::: TEXT SEGMENT :::

Welcome translation of an important source on the history of Islam in India

Empowering Weak & Oppressed

Yoginder Sikand

Rabi' al-Thani 25, 1429 2008-05-01

Book Review

by Yoginder Sikand (Book Review, Crescent International Vol. 37, No. 3, Rabi' al-Thani, 1429)

Tuhfat al-Mujahidin: A Historical Epic of the Sixteenth Century by Shaykh Zainuddin Makhdum; (translated and annotated by S Muhammad Husayn Nainar). Pub: Islamic Book Trust, Kuala Lumpur, 2006. Pp: 139. Pbk: US$14.00

Tuhfat al-Mujahidin (“Tribute to the Strugglers”) is one of the earliest extant historical treatises about the southern Indian state of Kerala. Its author, the sixteenth-century ShaikhZainuddin Makhdum, hailed from the renowned Makhdum family of the town of Ponnani in Malabar, northern Kerala. This family traced its descent to migrants from Yemen, who played a leading role in the spread of Islam in southern India. Following in the footsteps of many of his forefathers, Shaikh Zainuddin rose to become a leading Islamic scholar. He spent ten years studying in Makkah, where he also joined the Qadiriyya order. On his return to his native Malabar, he spent almost four decades teaching at the central mosque in Ponnani, then a major centre for Islamic studies in southern India. He also served as the envoy of the Zamorins, the Hindu rulers of Calicut, to Egypt and Turkey.

The Tuhfat is one of several works by Shaikh Zainuddin, and is the best known of them. A chronicle of the stiff resistance put up by the Muslims of Malabar against the Portuguese colonialists from 1498, when Vasco Da Gama arrived in Calicut, to 1583, it describes in considerable detail events, many of which the author had himself witnessed and lived through. It was intended, as Shaikh Zainuddin says, as a means to exhort the Malabar Muslims to launch a struggle or jihad against the Portuguese invaders. The book thus extols the virtues of jihad against oppressors, and, at the same time, also provides fascinating details about the history of Islam in Malabar, the relations between Muslims and Hindus in the region, and the customs and practices of both.

Islam's first contact with India is said to have taken place in Malabar, and Shaikh Zainuddin offers a popularly-held account of this. He writes of how the Hindu ruler of Malabar, impressed with a group of Muslim pilgrims on their way to Ceylon, converted to Islam and accompanied them back to Arabia. There, shortly before he died, he instructed them to return to Malabar. They did as they were told, and the king's governors welcomed them, allowing them to settle along the coast and establish mosques. Gradually, he writes, the Muslim community began expanding through the missionary efforts of Sufis and traders.

Relations between Muslims and the Hindus of Malabar, Shaikh Zainuddin observes, were traditionally cordial. The rulers of Malabar, all Hindus, treated the Muslims with respect, one reason being that the Muslims played a vital role in the region's economy because of their control of the trading routes linking Malabar to other lands by sea. Hindu rulers even paid salaries of muezzins and qazis and allowed the Muslims to be governed in personal matters by their own laws. Hindus who converted to Islam were not harassed, and, even if they were of ‘low' caste origin, were warmly welcomed into the Muslim community. This was probably one reason for the rapid spread of Islam in the region.

:::

*INSTRUCTION 1:* According to the book review, how many years did Shaikh Zainuddin spend studying in Makkah?
The review above and the records that follow have no connection to each other.

::: TASK DATA :::

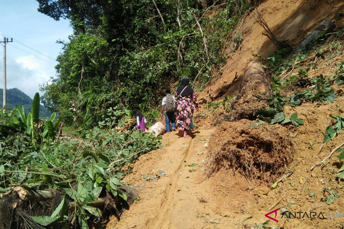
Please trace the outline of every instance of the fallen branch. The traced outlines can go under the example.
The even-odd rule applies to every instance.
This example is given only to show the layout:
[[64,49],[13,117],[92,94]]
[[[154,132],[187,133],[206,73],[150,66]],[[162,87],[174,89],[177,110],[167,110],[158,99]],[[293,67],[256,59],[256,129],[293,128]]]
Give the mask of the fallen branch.
[[[315,168],[316,166],[318,166],[319,165],[323,164],[324,162],[325,162],[325,161],[326,161],[328,159],[329,159],[331,157],[331,156],[332,156],[332,154],[333,154],[334,152],[335,152],[336,151],[337,151],[337,150],[338,149],[343,146],[344,146],[344,142],[343,142],[343,143],[342,143],[342,144],[341,144],[341,145],[340,145],[338,146],[335,148],[333,149],[333,150],[332,151],[331,151],[331,153],[328,156],[325,157],[325,158],[324,158],[324,160],[323,160],[322,161],[319,161],[318,163],[314,164],[314,165],[311,168],[311,169],[309,170],[309,171],[308,172],[308,174],[307,174],[307,177],[306,178],[306,179],[304,180],[304,183],[303,183],[303,185],[302,185],[302,187],[300,190],[300,192],[301,191],[302,191],[302,190],[303,190],[303,187],[304,187],[304,185],[306,184],[306,182],[307,182],[307,179],[308,178],[308,176],[309,176],[309,174],[311,173],[311,172],[312,170],[314,169],[314,168]],[[322,148],[321,147],[320,147],[320,148],[321,148],[321,149],[322,149]]]
[[270,210],[271,210],[271,209],[272,209],[274,207],[275,207],[275,206],[276,206],[278,204],[278,203],[279,203],[279,202],[281,202],[281,201],[283,199],[283,198],[284,198],[284,196],[285,196],[285,195],[286,195],[286,193],[284,193],[283,195],[282,196],[282,197],[281,197],[276,202],[276,203],[275,203],[275,204],[274,204],[273,205],[272,205],[272,206],[271,206],[269,208],[269,209],[268,209],[268,210],[270,211]]
[[200,24],[200,23],[198,21],[198,20],[197,20],[197,18],[196,17],[196,15],[194,13],[192,13],[192,15],[194,16],[194,18],[195,19],[195,20],[196,21],[196,23],[197,24],[197,25],[198,26],[198,29],[200,30],[200,32],[201,32],[201,35],[202,36],[202,38],[203,39],[203,44],[204,46],[204,50],[205,50],[205,57],[206,57],[207,59],[208,59],[209,58],[209,55],[208,54],[208,48],[207,47],[207,39],[205,38],[205,37],[203,34],[203,31],[202,30],[202,27],[201,27],[201,25]]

:::

*INSTRUCTION 2:* Output the stretch of the records from their start through the line that contains "[[64,49],[13,117],[92,94]]", both ends included, copying each line exactly and leaving out the pictures.

*WRITTEN ANSWER 1:* He spent ten years studying in Makkah.

*WRITTEN ANSWER 2:*
Please trace the outline of every instance of the fallen branch. The traced outlines can go under the example.
The even-odd rule applies to every instance.
This example is given only to show the layout:
[[64,49],[13,117],[92,94]]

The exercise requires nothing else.